**WHAT YOU NEED TO DO:** What follows is a listing. Return every line of it exactly.
+ + + + +
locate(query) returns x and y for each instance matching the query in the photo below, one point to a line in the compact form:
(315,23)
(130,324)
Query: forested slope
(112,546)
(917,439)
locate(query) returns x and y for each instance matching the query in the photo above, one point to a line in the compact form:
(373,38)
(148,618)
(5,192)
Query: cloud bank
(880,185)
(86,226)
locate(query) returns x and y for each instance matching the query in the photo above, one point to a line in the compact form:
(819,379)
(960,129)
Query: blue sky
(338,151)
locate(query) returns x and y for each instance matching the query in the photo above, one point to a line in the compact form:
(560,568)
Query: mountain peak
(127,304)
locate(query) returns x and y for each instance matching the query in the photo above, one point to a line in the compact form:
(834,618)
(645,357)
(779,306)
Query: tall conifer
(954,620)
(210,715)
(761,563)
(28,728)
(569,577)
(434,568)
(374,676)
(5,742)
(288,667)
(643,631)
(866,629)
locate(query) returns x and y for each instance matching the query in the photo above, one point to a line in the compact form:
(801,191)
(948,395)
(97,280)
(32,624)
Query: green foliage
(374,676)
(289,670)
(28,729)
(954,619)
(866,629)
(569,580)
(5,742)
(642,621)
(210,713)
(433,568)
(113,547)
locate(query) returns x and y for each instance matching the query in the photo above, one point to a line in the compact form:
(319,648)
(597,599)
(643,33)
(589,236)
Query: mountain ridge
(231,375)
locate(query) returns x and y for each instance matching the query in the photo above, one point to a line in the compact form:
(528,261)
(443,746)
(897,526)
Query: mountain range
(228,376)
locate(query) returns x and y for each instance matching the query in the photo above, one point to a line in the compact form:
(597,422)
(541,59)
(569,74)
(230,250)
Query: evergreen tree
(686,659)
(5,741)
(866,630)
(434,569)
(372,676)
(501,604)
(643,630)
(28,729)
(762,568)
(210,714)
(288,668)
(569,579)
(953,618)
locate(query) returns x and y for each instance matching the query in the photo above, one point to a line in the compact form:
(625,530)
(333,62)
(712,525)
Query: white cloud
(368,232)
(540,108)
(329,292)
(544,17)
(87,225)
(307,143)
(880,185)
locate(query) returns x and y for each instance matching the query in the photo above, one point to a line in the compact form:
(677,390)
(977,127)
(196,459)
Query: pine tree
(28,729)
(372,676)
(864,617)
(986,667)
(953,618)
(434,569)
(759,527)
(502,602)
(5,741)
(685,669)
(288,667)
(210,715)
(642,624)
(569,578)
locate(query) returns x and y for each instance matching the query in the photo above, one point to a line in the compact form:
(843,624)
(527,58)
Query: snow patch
+ + + + +
**RESULT FOR THIS EXERCISE:**
locate(query) returns x and y for each instance matching the query in the photo below, one point to a line in the compact form:
(315,23)
(130,324)
Query: forested slope
(112,546)
(917,439)
locate(query) returns x and y for each instance matching the query in the photo above, one point to a line in the compact form:
(373,38)
(148,618)
(5,192)
Query: cloud bank
(880,185)
(86,226)
locate(query) returns x and y for each instance matching the query in the photo above, one point to a line in the compact form:
(819,379)
(960,129)
Query: blue sky
(338,151)
locate(query) returns x and y for each instance matching the query in the photo above, one point to a line in the compact form:
(560,568)
Query: mountain peak
(127,304)
locate(query) returns x and y for each instance matching the query in the photo above, one point to a line in the compact form:
(834,618)
(645,357)
(779,306)
Query: tall conifer
(954,620)
(210,715)
(761,563)
(28,728)
(569,577)
(434,568)
(374,676)
(5,742)
(288,667)
(643,631)
(866,629)
locate(query) returns x and y for each instance matching the query in the photo above, one point to a line in the compact form:
(801,191)
(948,395)
(97,280)
(32,624)
Query: green foliage
(374,676)
(289,670)
(28,729)
(954,619)
(866,629)
(569,580)
(5,742)
(642,621)
(210,713)
(433,568)
(113,547)
locate(query) returns x and y for each instance matching the query in the photo above, one point to a line in the compact form:
(319,648)
(597,599)
(643,33)
(589,236)
Query: mountain ridge
(231,375)
locate(query) returns x and y for each instance matching the query in the photo above, one point to a line in the compact form:
(528,261)
(443,746)
(897,526)
Query: mountain range
(228,376)
locate(query) returns x and y for each instance matching the query in the photo above, one point to a line in the compact form:
(597,422)
(541,59)
(569,74)
(230,250)
Query: evergreen tree
(686,659)
(5,741)
(866,630)
(434,569)
(372,676)
(501,604)
(643,630)
(28,729)
(762,568)
(210,714)
(288,668)
(569,579)
(953,618)
locate(query) returns x and y for each instance matching the query in the photo above, one point to a line in the compact form:
(625,530)
(333,62)
(712,525)
Query: white cloud
(368,232)
(540,108)
(329,292)
(544,17)
(87,225)
(307,143)
(880,185)
locate(query) returns x and y for each instance matching the query in the photo above, one point to a line in the compact form:
(677,390)
(977,127)
(196,459)
Query: pine tree
(28,729)
(372,676)
(864,617)
(986,667)
(953,618)
(434,569)
(759,527)
(502,602)
(5,741)
(685,669)
(288,667)
(210,715)
(642,624)
(569,578)
locate(query) returns x and y for each instance matching the query in the photo above, one point to a line in the compact form:
(843,624)
(527,58)
Query: snow patch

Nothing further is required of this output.